* WHAT IS ASKED *
Format the rows below as a numbered list, dropping any blank lines.

* RECORDS FOR PROCESSING *
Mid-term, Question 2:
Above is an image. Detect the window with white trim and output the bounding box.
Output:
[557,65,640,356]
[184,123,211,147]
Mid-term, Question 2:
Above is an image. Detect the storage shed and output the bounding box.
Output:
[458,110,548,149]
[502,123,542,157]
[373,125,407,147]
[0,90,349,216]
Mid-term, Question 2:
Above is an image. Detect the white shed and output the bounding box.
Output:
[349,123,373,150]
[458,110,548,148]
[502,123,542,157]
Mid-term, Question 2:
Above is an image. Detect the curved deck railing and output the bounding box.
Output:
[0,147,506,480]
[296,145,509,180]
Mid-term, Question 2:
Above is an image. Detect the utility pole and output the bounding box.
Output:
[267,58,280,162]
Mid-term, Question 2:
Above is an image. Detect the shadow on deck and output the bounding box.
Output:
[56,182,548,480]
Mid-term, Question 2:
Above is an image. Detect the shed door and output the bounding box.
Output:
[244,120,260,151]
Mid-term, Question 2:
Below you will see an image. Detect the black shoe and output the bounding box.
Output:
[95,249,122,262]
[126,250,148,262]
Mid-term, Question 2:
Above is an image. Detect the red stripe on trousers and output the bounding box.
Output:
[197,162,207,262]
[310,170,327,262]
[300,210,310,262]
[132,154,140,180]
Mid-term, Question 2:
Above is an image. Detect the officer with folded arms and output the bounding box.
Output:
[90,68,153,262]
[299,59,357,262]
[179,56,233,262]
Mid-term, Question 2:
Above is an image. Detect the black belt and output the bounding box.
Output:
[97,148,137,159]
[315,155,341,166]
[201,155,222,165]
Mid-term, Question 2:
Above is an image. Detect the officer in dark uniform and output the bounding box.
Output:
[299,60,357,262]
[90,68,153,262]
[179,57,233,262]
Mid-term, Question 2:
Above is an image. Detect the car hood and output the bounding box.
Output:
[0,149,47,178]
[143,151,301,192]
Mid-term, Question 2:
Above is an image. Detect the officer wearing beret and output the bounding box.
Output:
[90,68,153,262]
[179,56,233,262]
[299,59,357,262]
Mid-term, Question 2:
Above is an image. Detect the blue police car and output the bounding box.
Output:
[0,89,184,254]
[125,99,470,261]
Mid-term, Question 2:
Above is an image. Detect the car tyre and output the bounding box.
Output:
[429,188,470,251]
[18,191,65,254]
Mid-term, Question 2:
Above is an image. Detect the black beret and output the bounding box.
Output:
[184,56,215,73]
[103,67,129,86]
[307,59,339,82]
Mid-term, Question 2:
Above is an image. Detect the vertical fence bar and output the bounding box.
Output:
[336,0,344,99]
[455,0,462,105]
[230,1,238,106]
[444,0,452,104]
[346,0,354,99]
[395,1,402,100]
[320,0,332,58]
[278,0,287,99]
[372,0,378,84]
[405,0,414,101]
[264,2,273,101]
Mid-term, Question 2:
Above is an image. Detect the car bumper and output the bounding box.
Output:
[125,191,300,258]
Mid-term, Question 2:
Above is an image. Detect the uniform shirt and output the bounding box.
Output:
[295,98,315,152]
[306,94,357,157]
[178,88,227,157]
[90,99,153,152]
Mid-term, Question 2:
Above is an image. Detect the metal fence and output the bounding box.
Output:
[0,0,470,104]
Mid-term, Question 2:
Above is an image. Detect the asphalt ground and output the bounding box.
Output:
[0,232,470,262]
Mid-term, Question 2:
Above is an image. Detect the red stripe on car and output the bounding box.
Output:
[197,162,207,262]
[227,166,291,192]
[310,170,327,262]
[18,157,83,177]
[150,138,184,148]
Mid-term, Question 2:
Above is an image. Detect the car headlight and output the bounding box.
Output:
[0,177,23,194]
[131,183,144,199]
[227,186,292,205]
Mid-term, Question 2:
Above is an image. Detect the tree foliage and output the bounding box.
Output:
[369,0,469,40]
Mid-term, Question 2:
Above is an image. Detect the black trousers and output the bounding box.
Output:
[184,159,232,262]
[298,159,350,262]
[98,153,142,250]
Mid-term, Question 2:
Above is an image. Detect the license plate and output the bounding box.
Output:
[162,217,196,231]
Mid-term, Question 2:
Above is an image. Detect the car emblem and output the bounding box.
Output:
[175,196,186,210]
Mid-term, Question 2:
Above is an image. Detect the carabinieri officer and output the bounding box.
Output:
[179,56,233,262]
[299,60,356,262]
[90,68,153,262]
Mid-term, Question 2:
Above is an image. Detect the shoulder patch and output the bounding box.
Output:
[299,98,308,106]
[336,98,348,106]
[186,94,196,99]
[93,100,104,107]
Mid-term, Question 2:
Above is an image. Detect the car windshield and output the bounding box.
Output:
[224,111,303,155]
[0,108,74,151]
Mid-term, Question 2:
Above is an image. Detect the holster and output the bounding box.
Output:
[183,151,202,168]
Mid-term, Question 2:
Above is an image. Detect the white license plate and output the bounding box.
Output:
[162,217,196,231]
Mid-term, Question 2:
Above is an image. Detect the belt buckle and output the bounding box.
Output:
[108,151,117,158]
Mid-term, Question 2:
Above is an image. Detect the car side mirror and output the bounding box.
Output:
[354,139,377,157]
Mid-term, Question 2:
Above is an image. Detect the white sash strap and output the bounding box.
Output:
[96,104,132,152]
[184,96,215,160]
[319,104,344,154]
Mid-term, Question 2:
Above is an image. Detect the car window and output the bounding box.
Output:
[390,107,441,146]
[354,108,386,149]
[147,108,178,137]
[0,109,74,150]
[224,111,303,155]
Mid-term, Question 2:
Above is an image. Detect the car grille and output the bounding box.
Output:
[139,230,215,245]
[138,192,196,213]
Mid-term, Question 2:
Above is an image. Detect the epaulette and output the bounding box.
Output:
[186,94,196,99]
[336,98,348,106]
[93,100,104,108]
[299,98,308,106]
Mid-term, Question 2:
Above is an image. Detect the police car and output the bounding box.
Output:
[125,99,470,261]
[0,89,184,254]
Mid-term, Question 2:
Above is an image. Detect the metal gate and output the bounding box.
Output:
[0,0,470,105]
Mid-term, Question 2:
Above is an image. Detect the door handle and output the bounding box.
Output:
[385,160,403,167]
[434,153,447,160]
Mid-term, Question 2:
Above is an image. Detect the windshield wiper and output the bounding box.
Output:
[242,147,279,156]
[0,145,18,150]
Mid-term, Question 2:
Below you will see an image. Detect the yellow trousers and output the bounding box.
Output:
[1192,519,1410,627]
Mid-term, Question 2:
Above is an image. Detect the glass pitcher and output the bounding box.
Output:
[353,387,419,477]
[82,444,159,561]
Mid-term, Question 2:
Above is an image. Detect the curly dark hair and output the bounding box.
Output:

* THE SOLUTION *
1. Mid-term, Question 2:
2. Above is an image. Detect the window with white trim and output the bounding box.
3. Output:
4. [557,65,640,356]
5. [184,123,211,147]
6. Mid-term, Question 2:
7. Above is an image. Detect the storage shed and output the bounding box.
8. Output:
9. [458,110,548,149]
10. [502,123,542,157]
11. [373,125,407,147]
12. [0,90,349,216]
13. Mid-term, Question 2:
14. Above is an image. Detect the white shed and output the bounding box.
15. Output:
16. [349,123,373,150]
17. [458,110,548,148]
18. [502,123,542,157]
19. Mid-term, Question 2:
20. Above is an image. Detect the curved deck railing and output the bounding box.
21. Output:
22. [0,147,506,480]
23. [296,145,509,180]
24. Mid-term, Question 2:
25. Above is an image. Detect the utility pole and output the bounding box.
26. Output:
27. [267,58,280,162]
28. Mid-term, Question 2:
29. Above is an image. Detect the shadow on deck and output the bounding box.
30. Output:
31. [56,182,548,480]
32. Mid-term, Question 2:
33. Above is an image. Detect the shed door and output the bounding box.
34. Output:
35. [244,120,260,151]
36. Mid-term, Question 2:
37. Below you will see an image. Detect the black shoe and output the bounding box.
38. Output:
39. [95,249,122,262]
40. [126,250,148,262]
41. Mid-term, Question 2:
42. Above is an image. Detect the red stripe on trousers and output the bounding box.
43. Output:
44. [197,162,207,262]
45. [310,170,327,262]
46. [300,210,310,262]
47. [132,154,140,180]
48. Mid-term, Question 2:
49. Above is an image. Detect the officer with folded arms and output the bounding box.
50. Output:
51. [90,68,153,262]
52. [299,59,357,262]
53. [179,56,233,262]
54. Mid-term, Question 2:
55. Above is an image. Detect the black belt and output the bounding box.
56. Output:
57. [97,148,137,159]
58. [315,155,341,166]
59. [201,155,222,165]
60. Mid-term, Question 2:
61. Above is an image. Detect the officer in dark uniform and output the bounding box.
62. Output:
63. [299,60,357,262]
64. [90,68,153,262]
65. [179,57,233,262]
66. Mid-term, Question 2:
67. Above is an image. Detect the car hood and output the bounding box.
68. Output:
69. [0,149,47,178]
70. [143,151,301,192]
71. Mid-term, Question 2:
72. Above is an image. Detect the officer wearing beret and output the bounding box.
73. Output:
74. [90,68,153,262]
75. [179,56,233,262]
76. [299,59,357,262]
77. Mid-term, Question 2:
78. Above is an image. Detect the blue police car and output the bounding box.
79. Output:
80. [0,89,184,254]
81. [125,99,470,261]
82. Mid-term, Question 2:
83. Above is an image. Detect the car tyre and output the bounding box.
84. Output:
85. [429,188,470,251]
86. [18,191,65,254]
87. Mid-term, Question 2:
88. Above is an image. Detect the black beret and output the bounding box.
89. Output:
90. [184,56,215,73]
91. [103,67,129,86]
92. [307,59,339,82]
93. Mid-term, Question 2:
94. Above is an image. Detect the vertical fence bar and output the bounding box.
95. Output:
96. [336,0,344,99]
97. [455,0,462,105]
98. [230,1,238,106]
99. [444,0,452,104]
100. [346,0,354,99]
101. [395,1,402,100]
102. [320,0,332,58]
103. [278,0,287,99]
104. [372,0,378,84]
105. [405,0,414,101]
106. [264,2,273,101]
107. Mid-term, Question 2:
108. Above is an image. Detect the car bumper and output the bounding box.
109. Output:
110. [125,191,300,258]
111. Mid-term, Question 2:
112. Above is an image. Detect the uniform shirt and output the bounding box.
113. Output:
114. [295,98,315,152]
115. [306,94,357,157]
116. [178,88,227,157]
117. [90,99,153,152]
118. Mid-term, Question 2:
119. Above is an image. Detect the metal fence and output the bounding box.
120. Output:
121. [0,0,470,104]
122. Mid-term, Question 2:
123. Above is an image. Detect the asphalt ground and output the bounding box.
124. Output:
125. [0,232,470,262]
126. Mid-term, Question 2:
127. Above is an image. Detect the red stripe on car and output the bounding box.
128. Output:
129. [197,162,207,262]
130. [227,166,291,192]
131. [310,170,327,262]
132. [18,157,83,177]
133. [150,138,184,148]
134. Mid-term, Question 2:
135. Above is an image. Detect the car headlight and output the bounding box.
136. Output:
137. [0,177,23,194]
138. [131,183,144,199]
139. [227,186,292,205]
140. Mid-term, Question 2:
141. Above is an image. Detect the tree foliage and output the bounding box.
142. Output:
143. [369,0,469,40]
144. Mid-term, Question 2:
145. Above is an image. Detect the black trousers and output the bounding box.
146. Output:
147. [184,159,232,262]
148. [298,159,350,262]
149. [98,153,142,250]
150. Mid-term, Question 2:
151. Above is an image. Detect the license plate and output the bounding box.
152. Output:
153. [162,217,196,231]
154. Mid-term, Question 2:
155. Above is an image. Detect the car emblem and output the bounding box.
156. Output:
157. [175,196,186,210]
158. Mid-term, Question 2:
159. Above is an image. Detect the carabinieri officer and output the bounding box.
160. Output:
161. [179,56,233,262]
162. [299,60,356,262]
163. [90,68,153,262]
164. Mid-term, Question 2:
165. Above is an image. Detect the shoulder patch and output the bounding box.
166. Output:
167. [299,98,308,106]
168. [336,98,348,106]
169. [186,94,196,99]
170. [93,100,104,107]
171. Mid-term, Question 2:
172. Above is an image. Detect the car windshield and output the bounding box.
173. Output:
174. [224,111,303,155]
175. [0,108,74,151]
176. Mid-term, Question 2:
177. Above is an image. Detect the holster and output the bounding box.
178. Output:
179. [183,151,202,168]
180. Mid-term, Question 2:
181. Above is an image. Detect the white license plate and output the bounding box.
182. Output:
183. [162,217,196,231]
184. Mid-term, Question 2:
185. Above is an image. Detect the belt buckle and output the bounding box.
186. Output:
187. [108,151,117,158]
188. Mid-term, Question 2:
189. Above is an image. Detect the car side mirror and output the bounding box.
190. Output:
191. [354,139,377,157]
192. Mid-term, Question 2:
193. Above is an image. Detect the white sash strap and output the bounding box.
194. Output:
195. [96,104,132,152]
196. [184,96,215,160]
197. [319,104,344,154]
198. Mid-term, Question 2:
199. Above is an image. Detect the car window and output the bounding box.
200. Output:
201. [390,107,441,146]
202. [354,108,386,149]
203. [147,108,178,137]
204. [0,109,74,150]
205. [224,111,303,155]
206. Mid-term, Question 2:
207. Above is an image. Detect the car grille and output the bounding box.
208. Output:
209. [139,230,215,245]
210. [138,192,196,213]
211. Mid-term, Question 2:
212. Above is an image. Detect the epaulette and output the bounding box.
213. Output:
214. [186,94,196,99]
215. [336,98,348,106]
216. [93,100,104,108]
217. [299,98,308,106]
218. Mid-term, Question 2:
219. Above is an image. Detect the police car and output the bounding box.
220. Output:
221. [125,99,470,261]
222. [0,89,184,254]
223. Mid-term, Question 2:
224. Above is an image. Detect the metal gate and output the bounding box.
225. Output:
226. [0,0,470,105]
227. Mid-term, Question 2:
228. Above is an image. Detect the door handle and output the bounding box.
229. Output:
230. [385,160,403,167]
231. [434,153,447,160]
232. Mid-term, Question 2:
233. Above is an image. Detect the windshield wiper and output the bounding box.
234. Output:
235. [242,147,279,156]
236. [0,145,18,150]
237. Mid-term, Question 2:
238. Below you will see an image. Detect the yellow trousers and output the bounding box.
239. Output:
240. [1192,519,1410,627]
241. Mid-term, Question 2:
242. Above is an image. Detect the glass pitcher and output the bounding box.
243. Output:
244. [353,387,419,477]
245. [82,444,159,561]
246. Mid-term, Question 2:
247. Above is an image. Detect the curly dark hair and output the bounding box.
248. Output:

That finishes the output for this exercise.